:: Aim ::
Everything from the line containing "In this picture, where can the open" to the final line of the records below should be given again exactly, and nothing else.

>> Begin Supplied entries

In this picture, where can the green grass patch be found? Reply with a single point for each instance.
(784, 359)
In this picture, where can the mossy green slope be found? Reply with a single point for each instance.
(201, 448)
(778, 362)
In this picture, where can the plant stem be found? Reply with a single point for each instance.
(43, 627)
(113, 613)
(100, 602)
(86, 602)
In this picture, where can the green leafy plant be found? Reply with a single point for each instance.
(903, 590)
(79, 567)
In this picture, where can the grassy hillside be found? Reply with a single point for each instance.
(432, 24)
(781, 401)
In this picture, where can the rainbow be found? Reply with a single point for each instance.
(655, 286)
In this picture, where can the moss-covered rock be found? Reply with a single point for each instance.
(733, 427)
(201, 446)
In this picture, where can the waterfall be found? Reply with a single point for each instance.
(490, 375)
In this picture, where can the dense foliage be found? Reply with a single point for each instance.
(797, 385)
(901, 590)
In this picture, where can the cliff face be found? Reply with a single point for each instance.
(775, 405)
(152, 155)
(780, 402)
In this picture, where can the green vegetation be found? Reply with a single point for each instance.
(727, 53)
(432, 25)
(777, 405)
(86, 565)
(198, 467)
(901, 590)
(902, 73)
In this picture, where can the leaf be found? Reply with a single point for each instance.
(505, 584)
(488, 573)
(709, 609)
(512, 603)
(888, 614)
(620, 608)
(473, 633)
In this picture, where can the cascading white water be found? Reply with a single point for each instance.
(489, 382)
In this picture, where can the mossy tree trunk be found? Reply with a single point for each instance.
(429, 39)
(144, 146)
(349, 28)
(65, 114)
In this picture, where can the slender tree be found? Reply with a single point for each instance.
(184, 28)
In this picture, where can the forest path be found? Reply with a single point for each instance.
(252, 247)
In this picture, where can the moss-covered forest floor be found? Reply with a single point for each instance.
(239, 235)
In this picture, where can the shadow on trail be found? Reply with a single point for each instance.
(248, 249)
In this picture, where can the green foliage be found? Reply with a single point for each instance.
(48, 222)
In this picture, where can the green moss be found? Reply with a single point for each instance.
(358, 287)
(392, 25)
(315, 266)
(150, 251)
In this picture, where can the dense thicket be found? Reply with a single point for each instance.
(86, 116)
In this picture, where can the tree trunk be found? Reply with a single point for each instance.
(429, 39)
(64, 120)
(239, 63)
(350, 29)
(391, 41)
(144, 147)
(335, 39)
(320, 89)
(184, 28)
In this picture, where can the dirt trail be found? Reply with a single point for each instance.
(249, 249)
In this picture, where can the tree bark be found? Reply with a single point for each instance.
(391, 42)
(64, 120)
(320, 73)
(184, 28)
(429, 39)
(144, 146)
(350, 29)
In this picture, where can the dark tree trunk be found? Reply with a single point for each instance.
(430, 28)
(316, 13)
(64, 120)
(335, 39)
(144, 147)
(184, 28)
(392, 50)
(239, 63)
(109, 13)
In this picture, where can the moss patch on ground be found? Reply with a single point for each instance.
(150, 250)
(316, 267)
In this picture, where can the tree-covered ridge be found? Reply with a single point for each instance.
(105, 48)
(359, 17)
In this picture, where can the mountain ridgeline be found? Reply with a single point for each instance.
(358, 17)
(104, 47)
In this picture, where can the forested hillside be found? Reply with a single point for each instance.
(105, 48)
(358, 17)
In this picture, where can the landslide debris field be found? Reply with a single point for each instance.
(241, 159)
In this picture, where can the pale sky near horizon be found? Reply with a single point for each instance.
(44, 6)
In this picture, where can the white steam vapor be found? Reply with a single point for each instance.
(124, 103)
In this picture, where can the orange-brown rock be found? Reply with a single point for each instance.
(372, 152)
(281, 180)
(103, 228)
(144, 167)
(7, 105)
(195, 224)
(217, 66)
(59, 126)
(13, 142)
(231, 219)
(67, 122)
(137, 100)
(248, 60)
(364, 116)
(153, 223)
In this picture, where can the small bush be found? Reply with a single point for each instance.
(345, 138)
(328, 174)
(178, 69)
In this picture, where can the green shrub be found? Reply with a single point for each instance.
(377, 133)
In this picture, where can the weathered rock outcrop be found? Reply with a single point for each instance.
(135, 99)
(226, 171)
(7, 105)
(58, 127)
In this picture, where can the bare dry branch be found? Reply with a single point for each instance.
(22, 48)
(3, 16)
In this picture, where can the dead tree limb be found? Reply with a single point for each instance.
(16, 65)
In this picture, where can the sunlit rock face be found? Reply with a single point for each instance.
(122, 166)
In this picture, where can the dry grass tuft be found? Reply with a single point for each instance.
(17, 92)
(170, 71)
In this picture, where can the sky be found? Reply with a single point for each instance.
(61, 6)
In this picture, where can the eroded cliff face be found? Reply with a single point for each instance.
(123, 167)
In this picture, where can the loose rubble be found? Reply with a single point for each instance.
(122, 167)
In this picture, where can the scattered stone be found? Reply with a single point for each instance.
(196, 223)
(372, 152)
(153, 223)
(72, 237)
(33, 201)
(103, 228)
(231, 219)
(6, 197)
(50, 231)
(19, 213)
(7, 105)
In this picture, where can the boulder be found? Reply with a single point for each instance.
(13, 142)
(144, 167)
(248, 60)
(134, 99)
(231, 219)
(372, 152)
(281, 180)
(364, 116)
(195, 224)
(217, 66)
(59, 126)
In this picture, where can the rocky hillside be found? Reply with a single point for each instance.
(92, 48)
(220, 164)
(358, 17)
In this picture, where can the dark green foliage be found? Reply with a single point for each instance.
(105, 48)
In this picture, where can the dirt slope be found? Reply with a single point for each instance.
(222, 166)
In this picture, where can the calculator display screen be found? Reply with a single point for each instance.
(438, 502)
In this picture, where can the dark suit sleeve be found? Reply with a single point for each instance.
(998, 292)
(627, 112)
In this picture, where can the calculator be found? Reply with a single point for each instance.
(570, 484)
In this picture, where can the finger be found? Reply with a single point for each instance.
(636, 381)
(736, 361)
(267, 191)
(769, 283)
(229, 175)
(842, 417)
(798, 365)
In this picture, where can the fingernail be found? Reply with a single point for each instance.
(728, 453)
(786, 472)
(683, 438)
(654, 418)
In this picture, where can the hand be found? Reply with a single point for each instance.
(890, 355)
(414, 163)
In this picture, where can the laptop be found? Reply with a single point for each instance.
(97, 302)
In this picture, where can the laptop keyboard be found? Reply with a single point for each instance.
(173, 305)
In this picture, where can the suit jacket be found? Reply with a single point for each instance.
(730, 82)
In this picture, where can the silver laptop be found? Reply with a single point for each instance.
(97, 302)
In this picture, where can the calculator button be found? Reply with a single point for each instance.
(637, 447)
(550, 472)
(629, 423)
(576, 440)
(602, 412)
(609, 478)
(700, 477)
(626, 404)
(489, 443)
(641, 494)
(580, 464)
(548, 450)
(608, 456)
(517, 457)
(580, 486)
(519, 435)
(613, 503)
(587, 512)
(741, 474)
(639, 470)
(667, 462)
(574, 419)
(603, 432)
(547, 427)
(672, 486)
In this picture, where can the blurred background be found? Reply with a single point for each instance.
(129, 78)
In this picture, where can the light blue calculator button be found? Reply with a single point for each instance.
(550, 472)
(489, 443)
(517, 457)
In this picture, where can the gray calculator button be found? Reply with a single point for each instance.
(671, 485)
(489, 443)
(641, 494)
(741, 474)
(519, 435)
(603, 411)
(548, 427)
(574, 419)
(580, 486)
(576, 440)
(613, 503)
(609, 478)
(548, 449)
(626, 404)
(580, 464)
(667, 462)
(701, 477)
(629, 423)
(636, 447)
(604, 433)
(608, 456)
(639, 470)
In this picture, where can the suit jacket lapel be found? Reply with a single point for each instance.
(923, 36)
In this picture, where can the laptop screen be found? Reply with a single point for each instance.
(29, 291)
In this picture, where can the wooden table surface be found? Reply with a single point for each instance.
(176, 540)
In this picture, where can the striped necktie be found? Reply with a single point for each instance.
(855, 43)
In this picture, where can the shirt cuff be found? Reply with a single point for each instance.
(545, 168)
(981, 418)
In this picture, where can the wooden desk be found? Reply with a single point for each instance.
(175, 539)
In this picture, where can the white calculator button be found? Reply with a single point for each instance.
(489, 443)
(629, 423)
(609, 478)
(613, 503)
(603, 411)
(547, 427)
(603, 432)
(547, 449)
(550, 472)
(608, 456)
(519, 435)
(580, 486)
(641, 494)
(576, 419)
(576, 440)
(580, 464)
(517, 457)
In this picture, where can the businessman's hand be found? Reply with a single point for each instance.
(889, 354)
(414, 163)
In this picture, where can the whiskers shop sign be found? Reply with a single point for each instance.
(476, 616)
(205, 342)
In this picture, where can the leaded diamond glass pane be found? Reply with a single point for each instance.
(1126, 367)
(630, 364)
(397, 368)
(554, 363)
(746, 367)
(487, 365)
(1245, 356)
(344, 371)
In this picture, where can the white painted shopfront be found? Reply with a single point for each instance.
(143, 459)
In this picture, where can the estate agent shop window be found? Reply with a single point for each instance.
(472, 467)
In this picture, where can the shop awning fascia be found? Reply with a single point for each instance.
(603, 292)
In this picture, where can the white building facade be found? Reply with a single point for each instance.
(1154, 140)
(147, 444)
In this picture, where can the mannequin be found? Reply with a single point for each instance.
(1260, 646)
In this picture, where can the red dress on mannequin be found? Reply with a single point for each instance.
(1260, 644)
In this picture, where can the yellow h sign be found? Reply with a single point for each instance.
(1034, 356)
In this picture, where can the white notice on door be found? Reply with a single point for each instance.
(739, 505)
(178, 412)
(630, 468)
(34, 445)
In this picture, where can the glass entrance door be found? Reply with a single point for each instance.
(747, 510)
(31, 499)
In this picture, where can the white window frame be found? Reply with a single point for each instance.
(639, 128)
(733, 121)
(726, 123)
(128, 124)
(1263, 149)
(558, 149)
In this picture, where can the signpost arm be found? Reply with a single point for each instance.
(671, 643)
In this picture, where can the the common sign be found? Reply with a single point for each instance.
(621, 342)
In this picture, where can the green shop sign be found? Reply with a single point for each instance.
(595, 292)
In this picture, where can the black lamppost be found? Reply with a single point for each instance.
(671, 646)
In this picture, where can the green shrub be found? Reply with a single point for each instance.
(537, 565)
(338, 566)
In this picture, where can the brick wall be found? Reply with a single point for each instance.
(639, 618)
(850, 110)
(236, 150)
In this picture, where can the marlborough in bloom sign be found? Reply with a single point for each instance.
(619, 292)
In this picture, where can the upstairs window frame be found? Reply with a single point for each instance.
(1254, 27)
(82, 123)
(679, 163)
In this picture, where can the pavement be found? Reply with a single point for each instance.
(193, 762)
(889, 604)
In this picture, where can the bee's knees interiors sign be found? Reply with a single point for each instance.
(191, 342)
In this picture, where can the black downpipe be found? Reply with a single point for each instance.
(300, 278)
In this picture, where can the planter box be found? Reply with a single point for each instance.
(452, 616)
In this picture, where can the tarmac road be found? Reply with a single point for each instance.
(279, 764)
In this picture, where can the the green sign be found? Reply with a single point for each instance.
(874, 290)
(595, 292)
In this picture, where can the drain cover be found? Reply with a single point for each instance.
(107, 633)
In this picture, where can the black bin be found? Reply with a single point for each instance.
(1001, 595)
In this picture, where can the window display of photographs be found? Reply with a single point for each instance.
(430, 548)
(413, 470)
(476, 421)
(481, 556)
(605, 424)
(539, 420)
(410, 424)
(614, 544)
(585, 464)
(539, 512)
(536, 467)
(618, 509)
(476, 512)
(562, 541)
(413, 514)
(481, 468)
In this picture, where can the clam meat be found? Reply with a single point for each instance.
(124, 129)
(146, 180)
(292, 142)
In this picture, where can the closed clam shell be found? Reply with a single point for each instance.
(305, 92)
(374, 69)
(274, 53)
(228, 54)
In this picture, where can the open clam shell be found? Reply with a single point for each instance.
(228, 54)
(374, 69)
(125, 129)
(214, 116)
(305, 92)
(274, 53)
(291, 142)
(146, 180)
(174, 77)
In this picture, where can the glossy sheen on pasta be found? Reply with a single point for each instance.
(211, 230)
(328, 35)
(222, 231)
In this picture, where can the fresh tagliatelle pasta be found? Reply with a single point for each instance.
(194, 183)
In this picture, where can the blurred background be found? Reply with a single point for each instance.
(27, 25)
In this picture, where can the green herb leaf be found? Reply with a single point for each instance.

>> End Supplied entries

:: Complete answer ::
In this picture, where can the open clam shell be found? Reply with a single point for each instance.
(228, 54)
(374, 69)
(125, 129)
(214, 116)
(305, 92)
(274, 53)
(291, 142)
(146, 180)
(174, 77)
In this picture, where can the glossy sheen on pasta be found? Reply with a single point for each instance.
(211, 230)
(328, 35)
(222, 231)
In this picture, where can the fresh tagliatelle pasta be found? Reply with a single point for each instance.
(194, 183)
In this picture, where can the blurred background be found? Reply with a single point for each instance.
(27, 25)
In this picture, where can the green herb leaf be found? Reply with a single point for each instance.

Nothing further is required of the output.